- _Extrait à lire_:
▽

Par Francis Venciton.
Cet article fait partie d’une suite de neuf. Les 9 articles paraissent en feuilleton, à dater du mercredi 22 septembre et les jours suivants. Fil conducteur : l’écologie. Les auteurs sont de jeunes cadres du mouvement royaliste, engagés à l’Action française. Vous apprécierez leur réflexion. Au besoin, vous en débattrez. Ces articles seront constitués en dossier, toujours consultable ici.
UNE PARTIE de la mauvaise presse qu’a l’écologie en France provient du décalage entre les combats écologiques et les partis dits écologiques. Ainsi, quel rapport un Jean-Vincent Placé pouvait avoir avec l’écologie ?
C’est que les partis politiques « verts » en France se sont tous positionnés à proximité de la gauche et de l’extrême gauche. Il n’est pas étonnant que certains marquent la naissance de l’écologie politique en France avec la candidature de René Dumont, passé dans un ministère du Front populaire, à l’élection présidentielle en 1974. Ce positionnement à gauche de l’écologie politique est problématique en ce que l’écologie n’a jamais été franchement un thème de la gauche, beaucoup plus hanté par le progrès, et qu’il s’est bâti dans le refoulement d’un certain nombre d’auteurs ne rentrant pas dans le carcan. On sera bien en peine de trouver des références à l’écologie anti-industrielle de Carlyle.
Cependant, ce serait une erreur de penser que le caractère décevant de l’écologie politique provienne de la gauche. La traduction de l’écologie politique en une sensibilité de gauche n’est pas la cause première. C’est la démocratie qui étiole le combat écologique en transformant le bon sens en des discours creux, qui visent plus à baliser le camp du bien qu’à apporter quelques changements en ce monde. Cette assertion peut sembler gratuite ; réfléchissez alors aux éléments suivants.

△

- _Données enregistrées_:
▽

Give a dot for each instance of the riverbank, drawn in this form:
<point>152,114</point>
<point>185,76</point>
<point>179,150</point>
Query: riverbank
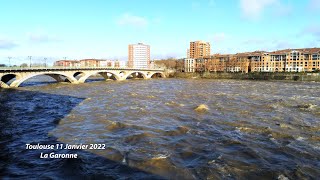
<point>251,76</point>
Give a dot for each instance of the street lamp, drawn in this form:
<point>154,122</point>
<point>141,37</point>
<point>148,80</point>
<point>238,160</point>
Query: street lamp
<point>9,61</point>
<point>45,62</point>
<point>64,63</point>
<point>30,60</point>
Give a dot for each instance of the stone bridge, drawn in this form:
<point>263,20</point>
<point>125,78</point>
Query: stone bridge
<point>14,77</point>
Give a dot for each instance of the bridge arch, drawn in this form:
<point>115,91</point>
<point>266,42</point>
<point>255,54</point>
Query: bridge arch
<point>54,75</point>
<point>102,73</point>
<point>77,75</point>
<point>157,74</point>
<point>137,74</point>
<point>8,77</point>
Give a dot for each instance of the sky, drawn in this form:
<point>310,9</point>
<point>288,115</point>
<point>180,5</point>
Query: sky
<point>74,29</point>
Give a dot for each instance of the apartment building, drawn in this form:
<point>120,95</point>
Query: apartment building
<point>288,60</point>
<point>67,63</point>
<point>198,49</point>
<point>189,65</point>
<point>139,56</point>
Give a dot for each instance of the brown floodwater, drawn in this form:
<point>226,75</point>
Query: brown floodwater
<point>164,129</point>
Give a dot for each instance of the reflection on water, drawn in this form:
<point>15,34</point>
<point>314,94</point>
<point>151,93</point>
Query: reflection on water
<point>178,128</point>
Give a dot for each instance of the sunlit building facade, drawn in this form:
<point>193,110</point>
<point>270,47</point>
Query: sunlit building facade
<point>139,56</point>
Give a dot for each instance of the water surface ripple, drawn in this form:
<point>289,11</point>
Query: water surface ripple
<point>250,129</point>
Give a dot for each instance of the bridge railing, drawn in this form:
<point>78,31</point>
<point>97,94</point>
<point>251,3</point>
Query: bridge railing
<point>73,68</point>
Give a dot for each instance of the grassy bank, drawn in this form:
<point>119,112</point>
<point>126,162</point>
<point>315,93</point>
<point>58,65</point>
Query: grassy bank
<point>252,76</point>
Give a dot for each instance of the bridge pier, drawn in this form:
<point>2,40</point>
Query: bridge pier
<point>3,85</point>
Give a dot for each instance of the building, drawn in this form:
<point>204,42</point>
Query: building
<point>139,56</point>
<point>67,63</point>
<point>93,62</point>
<point>287,60</point>
<point>198,49</point>
<point>189,65</point>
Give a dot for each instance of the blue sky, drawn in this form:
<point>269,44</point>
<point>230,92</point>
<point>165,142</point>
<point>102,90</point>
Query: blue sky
<point>104,28</point>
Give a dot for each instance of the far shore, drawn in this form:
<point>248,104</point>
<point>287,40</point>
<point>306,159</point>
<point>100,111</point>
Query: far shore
<point>285,76</point>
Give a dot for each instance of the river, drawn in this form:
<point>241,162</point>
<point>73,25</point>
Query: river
<point>152,129</point>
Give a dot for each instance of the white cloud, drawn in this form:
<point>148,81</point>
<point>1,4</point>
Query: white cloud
<point>313,30</point>
<point>7,43</point>
<point>219,37</point>
<point>314,4</point>
<point>40,36</point>
<point>212,3</point>
<point>132,20</point>
<point>254,8</point>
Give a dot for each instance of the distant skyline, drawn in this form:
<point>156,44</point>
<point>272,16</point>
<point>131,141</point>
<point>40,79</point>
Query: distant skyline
<point>104,29</point>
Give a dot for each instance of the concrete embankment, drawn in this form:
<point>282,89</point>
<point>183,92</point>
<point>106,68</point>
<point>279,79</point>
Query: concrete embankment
<point>252,76</point>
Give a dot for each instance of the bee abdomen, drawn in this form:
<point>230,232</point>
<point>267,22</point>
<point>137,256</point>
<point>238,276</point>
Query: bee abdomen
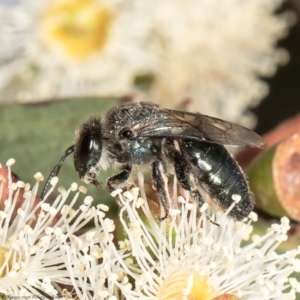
<point>220,176</point>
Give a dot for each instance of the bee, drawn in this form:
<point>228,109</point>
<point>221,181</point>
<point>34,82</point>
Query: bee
<point>142,135</point>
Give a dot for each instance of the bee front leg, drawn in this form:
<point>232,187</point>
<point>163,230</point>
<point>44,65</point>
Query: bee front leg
<point>119,180</point>
<point>160,184</point>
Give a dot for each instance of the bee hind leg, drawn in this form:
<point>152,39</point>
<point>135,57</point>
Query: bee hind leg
<point>160,184</point>
<point>185,175</point>
<point>119,180</point>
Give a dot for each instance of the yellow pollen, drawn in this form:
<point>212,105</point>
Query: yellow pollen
<point>182,284</point>
<point>76,28</point>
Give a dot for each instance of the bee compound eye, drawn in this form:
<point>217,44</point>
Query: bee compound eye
<point>88,151</point>
<point>126,134</point>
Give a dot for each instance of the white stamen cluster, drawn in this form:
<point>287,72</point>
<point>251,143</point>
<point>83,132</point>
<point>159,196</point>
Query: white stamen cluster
<point>151,261</point>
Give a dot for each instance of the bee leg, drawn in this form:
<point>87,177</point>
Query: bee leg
<point>119,180</point>
<point>185,176</point>
<point>160,184</point>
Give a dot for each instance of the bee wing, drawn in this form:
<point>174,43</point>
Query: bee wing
<point>178,124</point>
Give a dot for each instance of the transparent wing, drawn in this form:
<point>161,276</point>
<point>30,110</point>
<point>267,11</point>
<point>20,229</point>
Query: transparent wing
<point>178,124</point>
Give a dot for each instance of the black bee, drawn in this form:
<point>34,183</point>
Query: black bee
<point>190,145</point>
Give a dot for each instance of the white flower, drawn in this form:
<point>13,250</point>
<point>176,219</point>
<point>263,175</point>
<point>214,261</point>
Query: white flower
<point>192,258</point>
<point>214,53</point>
<point>36,239</point>
<point>73,48</point>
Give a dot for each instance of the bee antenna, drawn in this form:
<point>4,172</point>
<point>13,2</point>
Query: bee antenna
<point>56,169</point>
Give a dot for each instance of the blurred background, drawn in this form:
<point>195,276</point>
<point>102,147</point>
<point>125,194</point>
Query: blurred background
<point>62,61</point>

△

- _Consignes_:
(1) Reformulez sous forme de liste, plus brièvement, le paragraphe de l'extrait qui commence par « C'est que les partis politiques », en gardant ses faits principaux.
(2) Dans les enregistrements, renommez « river » en « stream » dans tout le passage qui va de la ligne contenant « Give a dot for each instance of the river, drawn » jusqu'à celle contenant « <point>152,129</point> », ces deux lignes comprises. Redonnez seulement ces lignes, sans rien changer d'autre.

- _Réponses par tâche_:
(1)
- Les partis « verts » français se sont tous placés près de la gauche et de l'extrême gauche.
- Certains font naître l'écologie politique en France avec la candidature de René Dumont à l'élection présidentielle de 1974. René Dumont était passé par un ministère du Front populaire.
- Ce positionnement à gauche pose problème pour deux raisons. L'écologie n'a jamais vraiment été un thème de la gauche, davantage hantée par le progrès. Ce positionnement s'est aussi construit en refoulant des auteurs qui n'entraient pas dans ce cadre.
- On ne trouve guère de références à l'écologie anti-industrielle de Carlyle.

(2)
Give a dot for each instance of the stream, drawn in this form:
<point>241,162</point>
<point>73,25</point>
Query: stream
<point>152,129</point>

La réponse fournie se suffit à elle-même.